**Aim of the exercise**. Reproduce the records below in their entirety, character for character.

--

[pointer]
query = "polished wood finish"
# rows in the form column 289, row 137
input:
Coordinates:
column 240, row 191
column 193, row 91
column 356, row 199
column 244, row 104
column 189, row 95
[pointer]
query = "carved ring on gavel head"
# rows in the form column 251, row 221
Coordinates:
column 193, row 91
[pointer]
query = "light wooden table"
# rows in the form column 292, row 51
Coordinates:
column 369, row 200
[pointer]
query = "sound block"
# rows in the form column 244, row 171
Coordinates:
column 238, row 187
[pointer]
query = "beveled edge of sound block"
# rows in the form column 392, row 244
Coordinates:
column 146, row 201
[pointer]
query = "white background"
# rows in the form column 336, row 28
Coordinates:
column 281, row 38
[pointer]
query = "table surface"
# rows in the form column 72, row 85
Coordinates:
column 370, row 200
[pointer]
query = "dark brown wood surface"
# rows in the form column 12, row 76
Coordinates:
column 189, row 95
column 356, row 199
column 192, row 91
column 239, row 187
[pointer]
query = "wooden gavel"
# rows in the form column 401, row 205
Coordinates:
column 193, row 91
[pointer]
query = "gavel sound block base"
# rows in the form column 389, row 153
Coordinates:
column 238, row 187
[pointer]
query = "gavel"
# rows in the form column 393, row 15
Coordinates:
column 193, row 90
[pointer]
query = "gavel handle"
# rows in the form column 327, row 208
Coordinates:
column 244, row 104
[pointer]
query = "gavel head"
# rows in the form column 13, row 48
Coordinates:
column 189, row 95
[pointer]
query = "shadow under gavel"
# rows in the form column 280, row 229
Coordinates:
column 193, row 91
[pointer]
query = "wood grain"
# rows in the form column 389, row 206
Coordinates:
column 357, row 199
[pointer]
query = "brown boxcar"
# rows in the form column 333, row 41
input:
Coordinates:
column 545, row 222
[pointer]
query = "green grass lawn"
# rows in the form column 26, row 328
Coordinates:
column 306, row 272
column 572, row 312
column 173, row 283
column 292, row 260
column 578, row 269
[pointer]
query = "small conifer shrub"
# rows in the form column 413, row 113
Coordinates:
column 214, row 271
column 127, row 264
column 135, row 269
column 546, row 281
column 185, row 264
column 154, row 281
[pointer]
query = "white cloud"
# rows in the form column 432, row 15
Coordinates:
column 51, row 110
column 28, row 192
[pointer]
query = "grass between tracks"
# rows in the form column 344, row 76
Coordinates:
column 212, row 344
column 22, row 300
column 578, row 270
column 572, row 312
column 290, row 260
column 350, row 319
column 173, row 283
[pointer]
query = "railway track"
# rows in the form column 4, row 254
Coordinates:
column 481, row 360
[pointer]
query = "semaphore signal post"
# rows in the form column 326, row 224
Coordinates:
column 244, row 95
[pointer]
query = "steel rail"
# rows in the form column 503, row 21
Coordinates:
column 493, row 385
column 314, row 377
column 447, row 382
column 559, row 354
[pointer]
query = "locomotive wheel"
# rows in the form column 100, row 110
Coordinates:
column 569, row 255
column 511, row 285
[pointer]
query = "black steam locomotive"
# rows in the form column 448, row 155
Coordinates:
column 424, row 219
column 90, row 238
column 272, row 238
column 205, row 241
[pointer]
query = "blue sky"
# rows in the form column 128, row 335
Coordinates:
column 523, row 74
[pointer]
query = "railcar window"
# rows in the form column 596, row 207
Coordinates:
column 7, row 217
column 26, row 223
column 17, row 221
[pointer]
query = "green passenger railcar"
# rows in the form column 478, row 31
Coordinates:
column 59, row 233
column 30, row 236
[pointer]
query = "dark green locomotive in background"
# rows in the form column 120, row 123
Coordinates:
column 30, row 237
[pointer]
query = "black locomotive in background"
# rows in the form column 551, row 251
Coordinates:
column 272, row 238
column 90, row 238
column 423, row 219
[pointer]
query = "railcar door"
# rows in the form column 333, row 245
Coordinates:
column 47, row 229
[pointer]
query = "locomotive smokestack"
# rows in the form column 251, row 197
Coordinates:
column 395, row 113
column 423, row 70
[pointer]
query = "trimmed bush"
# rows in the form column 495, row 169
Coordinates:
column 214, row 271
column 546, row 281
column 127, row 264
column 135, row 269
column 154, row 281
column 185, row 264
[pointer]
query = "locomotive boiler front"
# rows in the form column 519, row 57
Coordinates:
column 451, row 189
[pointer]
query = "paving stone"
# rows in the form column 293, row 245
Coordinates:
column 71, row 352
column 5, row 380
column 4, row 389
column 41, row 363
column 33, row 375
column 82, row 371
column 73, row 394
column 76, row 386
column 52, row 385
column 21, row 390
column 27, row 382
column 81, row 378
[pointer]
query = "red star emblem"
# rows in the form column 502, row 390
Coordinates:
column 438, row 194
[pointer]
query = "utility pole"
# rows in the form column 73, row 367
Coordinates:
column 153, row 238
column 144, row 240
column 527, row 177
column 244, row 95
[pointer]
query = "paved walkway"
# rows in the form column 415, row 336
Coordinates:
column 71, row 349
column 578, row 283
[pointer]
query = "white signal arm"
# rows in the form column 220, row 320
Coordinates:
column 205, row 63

--

**Answer**.
[pointer]
query = "polished wood finish"
# rows in the form column 289, row 137
input:
Coordinates:
column 240, row 191
column 193, row 91
column 356, row 199
column 244, row 104
column 189, row 95
[pointer]
query = "carved ring on gavel head"
# rows in the form column 251, row 221
Coordinates:
column 193, row 91
[pointer]
query = "light wooden table"
# rows in the form column 292, row 51
Coordinates:
column 369, row 200
[pointer]
query = "sound block"
# rows in the form column 244, row 171
Coordinates:
column 238, row 187
[pointer]
query = "beveled edge of sound block"
# rows in the form column 392, row 244
Coordinates:
column 146, row 201
[pointer]
query = "white background"
# rows in the form column 336, row 28
Coordinates:
column 281, row 38
[pointer]
query = "table surface"
# rows in the form column 72, row 85
Coordinates:
column 370, row 200
[pointer]
query = "dark brown wood surface"
# rows in the form column 12, row 76
Coordinates:
column 189, row 95
column 356, row 199
column 192, row 91
column 239, row 187
[pointer]
query = "wooden gavel"
# rows in the form column 401, row 205
Coordinates:
column 193, row 91
[pointer]
query = "gavel sound block base"
# rows in the form column 389, row 153
Coordinates:
column 238, row 187
[pointer]
query = "gavel"
# rows in the form column 393, row 15
Coordinates:
column 193, row 90
[pointer]
query = "gavel handle"
# rows in the form column 327, row 208
Coordinates:
column 244, row 104
[pointer]
query = "gavel head"
# rows in the form column 13, row 48
Coordinates:
column 189, row 95
[pointer]
query = "shadow under gavel"
# rows in the form column 280, row 229
Coordinates:
column 193, row 91
[pointer]
query = "wood grain"
# rows in the form column 389, row 206
Coordinates:
column 357, row 199
[pointer]
query = "brown boxcar"
# rows in the form column 333, row 41
input:
Coordinates:
column 545, row 222
[pointer]
query = "green grass lawn"
# rows in the form column 26, row 328
Coordinates:
column 306, row 272
column 572, row 312
column 173, row 283
column 292, row 260
column 578, row 269
[pointer]
query = "small conifer shrub"
# rows in the form column 413, row 113
Coordinates:
column 214, row 271
column 127, row 264
column 135, row 269
column 546, row 281
column 185, row 264
column 154, row 281
[pointer]
query = "white cloud"
# rows in the form column 432, row 15
Coordinates:
column 51, row 110
column 28, row 192
[pointer]
query = "grass between tracks"
# rows in the form column 344, row 76
Coordinates:
column 212, row 344
column 22, row 300
column 578, row 270
column 572, row 312
column 290, row 260
column 350, row 319
column 173, row 283
[pointer]
query = "railway track"
# rows in the form column 4, row 254
Coordinates:
column 481, row 360
[pointer]
query = "semaphore signal post"
# rows in the form column 326, row 224
Coordinates:
column 244, row 95
[pointer]
query = "steel rail"
# rows in the form column 503, row 21
Coordinates:
column 493, row 385
column 314, row 377
column 447, row 382
column 559, row 354
[pointer]
query = "locomotive wheel"
# rows in the form column 100, row 110
Coordinates:
column 569, row 255
column 511, row 285
[pointer]
query = "black steam locomotive"
# rows in the form column 448, row 155
Coordinates:
column 424, row 219
column 90, row 238
column 272, row 238
column 205, row 241
[pointer]
query = "blue sky"
# rows in the form column 128, row 335
Coordinates:
column 523, row 74
[pointer]
query = "railcar window"
# rows in the form column 596, row 207
Coordinates:
column 7, row 217
column 26, row 223
column 17, row 221
[pointer]
query = "green passenger railcar"
# rows in the form column 478, row 31
Coordinates:
column 59, row 233
column 30, row 236
[pointer]
query = "dark green locomotive in background"
# rows in the form column 120, row 123
Coordinates:
column 30, row 237
[pointer]
query = "black locomotive in background"
# rows in the form column 551, row 251
Coordinates:
column 272, row 238
column 90, row 238
column 423, row 219
[pointer]
query = "railcar door"
# rows in the form column 333, row 245
Coordinates:
column 47, row 229
[pointer]
query = "locomotive smokestack"
# rows in the form column 251, row 197
Coordinates:
column 395, row 113
column 423, row 70
[pointer]
query = "trimmed bush"
# rows in the form column 495, row 169
Coordinates:
column 214, row 271
column 546, row 281
column 127, row 264
column 135, row 269
column 154, row 281
column 185, row 264
[pointer]
query = "locomotive boiler front"
# rows in the form column 519, row 57
Coordinates:
column 451, row 189
[pointer]
query = "paving stone"
# rows in the form column 293, row 245
Coordinates:
column 71, row 352
column 5, row 380
column 4, row 389
column 41, row 363
column 33, row 375
column 82, row 371
column 73, row 394
column 76, row 386
column 52, row 385
column 21, row 390
column 27, row 382
column 81, row 378
[pointer]
query = "red star emblem"
# rows in the form column 502, row 390
Coordinates:
column 438, row 194
[pointer]
query = "utility pole"
# rows in the form column 73, row 367
Coordinates:
column 153, row 238
column 144, row 240
column 527, row 177
column 244, row 95
[pointer]
query = "paved walkway"
# rows in the form column 415, row 336
Coordinates:
column 71, row 349
column 578, row 283
[pointer]
query = "white signal arm"
# rows in the form column 220, row 320
Coordinates:
column 205, row 63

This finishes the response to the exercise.